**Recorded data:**

* * * * *

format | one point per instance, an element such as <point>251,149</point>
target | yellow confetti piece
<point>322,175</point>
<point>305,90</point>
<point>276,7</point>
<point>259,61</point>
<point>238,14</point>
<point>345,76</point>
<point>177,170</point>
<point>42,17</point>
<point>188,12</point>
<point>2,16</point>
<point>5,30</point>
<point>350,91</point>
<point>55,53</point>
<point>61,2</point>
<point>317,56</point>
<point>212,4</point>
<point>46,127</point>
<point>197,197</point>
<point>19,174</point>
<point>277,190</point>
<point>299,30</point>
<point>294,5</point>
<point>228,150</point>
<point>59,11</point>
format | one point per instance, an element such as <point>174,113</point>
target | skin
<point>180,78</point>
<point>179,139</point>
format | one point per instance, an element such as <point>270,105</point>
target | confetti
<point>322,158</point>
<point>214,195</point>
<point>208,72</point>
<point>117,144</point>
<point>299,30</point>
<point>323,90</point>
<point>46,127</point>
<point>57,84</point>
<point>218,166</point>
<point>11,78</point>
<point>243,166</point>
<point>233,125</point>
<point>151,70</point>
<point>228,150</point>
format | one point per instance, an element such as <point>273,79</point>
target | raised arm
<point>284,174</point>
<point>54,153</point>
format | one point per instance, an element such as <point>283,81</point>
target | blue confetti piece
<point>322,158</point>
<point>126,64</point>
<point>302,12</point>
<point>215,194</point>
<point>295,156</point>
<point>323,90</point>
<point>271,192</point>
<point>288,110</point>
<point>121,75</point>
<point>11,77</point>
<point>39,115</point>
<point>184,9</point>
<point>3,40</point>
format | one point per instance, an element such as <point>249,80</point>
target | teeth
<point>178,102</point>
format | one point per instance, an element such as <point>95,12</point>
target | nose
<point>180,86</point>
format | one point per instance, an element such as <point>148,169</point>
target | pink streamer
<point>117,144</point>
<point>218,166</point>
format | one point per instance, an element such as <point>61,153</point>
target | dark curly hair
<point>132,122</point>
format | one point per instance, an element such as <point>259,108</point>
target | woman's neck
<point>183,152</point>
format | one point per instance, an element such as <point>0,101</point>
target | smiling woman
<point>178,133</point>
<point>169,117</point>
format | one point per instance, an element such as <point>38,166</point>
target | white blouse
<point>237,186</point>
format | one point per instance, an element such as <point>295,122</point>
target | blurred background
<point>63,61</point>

* * * * *

**What you are asked to do:**
Set down the data in full, word for word.

**Task result:**
format | one point per instance, an element such as <point>251,149</point>
target | yellow confetti piece
<point>322,175</point>
<point>305,90</point>
<point>276,7</point>
<point>259,61</point>
<point>238,14</point>
<point>345,76</point>
<point>177,170</point>
<point>42,17</point>
<point>188,12</point>
<point>2,16</point>
<point>5,30</point>
<point>350,91</point>
<point>55,53</point>
<point>61,2</point>
<point>317,56</point>
<point>212,4</point>
<point>46,127</point>
<point>197,197</point>
<point>19,174</point>
<point>277,190</point>
<point>299,30</point>
<point>294,5</point>
<point>228,150</point>
<point>59,11</point>
format | one point per instance, an element such as <point>174,113</point>
target | skin
<point>180,78</point>
<point>179,139</point>
format | one point per instance, an element such as <point>270,105</point>
target | confetti
<point>322,158</point>
<point>214,195</point>
<point>208,72</point>
<point>117,144</point>
<point>299,30</point>
<point>323,90</point>
<point>46,127</point>
<point>57,84</point>
<point>218,166</point>
<point>11,78</point>
<point>243,166</point>
<point>233,125</point>
<point>151,70</point>
<point>228,150</point>
format | one point per instance, an element such as <point>273,79</point>
target | raised arm
<point>284,174</point>
<point>54,153</point>
format | one point per instance, an element such as <point>283,81</point>
target | blue confetti piece
<point>322,158</point>
<point>126,64</point>
<point>302,12</point>
<point>215,194</point>
<point>295,156</point>
<point>323,90</point>
<point>271,192</point>
<point>288,110</point>
<point>121,75</point>
<point>11,77</point>
<point>39,115</point>
<point>184,9</point>
<point>3,40</point>
format | one point per instance, an element such as <point>249,80</point>
target | teeth
<point>178,102</point>
format | one point per instance, an element such as <point>95,12</point>
target | nose
<point>180,86</point>
format | one point per instance, an element such as <point>148,169</point>
target | pink streamer
<point>117,144</point>
<point>218,166</point>
format | one point per instance, an element such as <point>61,153</point>
target | dark curly hair
<point>132,122</point>
format | one point per instance, an element such as <point>259,108</point>
target | woman's neck
<point>183,152</point>
format | one point per instance, an element such as <point>0,101</point>
target | smiling woman
<point>178,133</point>
<point>169,117</point>
format | one point per instance, an element such as <point>38,166</point>
target | white blouse
<point>237,186</point>
format | one point per instance, an element such as <point>295,122</point>
target | blurred background
<point>63,61</point>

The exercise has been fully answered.